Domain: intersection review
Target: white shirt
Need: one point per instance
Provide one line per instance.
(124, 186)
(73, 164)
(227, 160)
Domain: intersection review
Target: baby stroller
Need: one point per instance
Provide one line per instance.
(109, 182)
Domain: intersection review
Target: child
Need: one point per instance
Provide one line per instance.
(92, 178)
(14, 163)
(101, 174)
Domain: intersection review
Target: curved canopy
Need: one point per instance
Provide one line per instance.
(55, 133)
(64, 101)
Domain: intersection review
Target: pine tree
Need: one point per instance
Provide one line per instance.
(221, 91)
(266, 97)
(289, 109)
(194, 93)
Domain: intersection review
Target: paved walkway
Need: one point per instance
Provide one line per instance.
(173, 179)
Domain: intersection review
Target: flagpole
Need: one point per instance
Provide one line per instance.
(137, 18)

= TASK TO COMPLETE =
Every entry is to be restated exactly, with no line dropped.

= EXPECTED OUTPUT =
Domain: intersection review
Target: white shirt
Need: one point per instance
Provide one line per instance.
(124, 186)
(73, 164)
(227, 160)
Domain: intersection review
Target: baby stroller
Need: one point per instance
Provide one line per instance.
(109, 182)
Domain: intersection review
Target: child
Need: one point per instance
Provide one line per instance.
(92, 178)
(14, 163)
(101, 174)
Domain: intersection review
Target: curved canopy
Need: one point per instance
Provide one line per instance.
(55, 133)
(64, 101)
Domain: intersection review
Target: pine tree
Need: one point per instance
Provide one line per instance.
(221, 91)
(266, 97)
(289, 109)
(194, 93)
Domain: intersection review
Target: paved walkway
Need: one point per instance
Provide one line per instance.
(173, 179)
Domain: intersection review
Target: flagpole
Need: one point per instance
Provide one line per instance.
(137, 18)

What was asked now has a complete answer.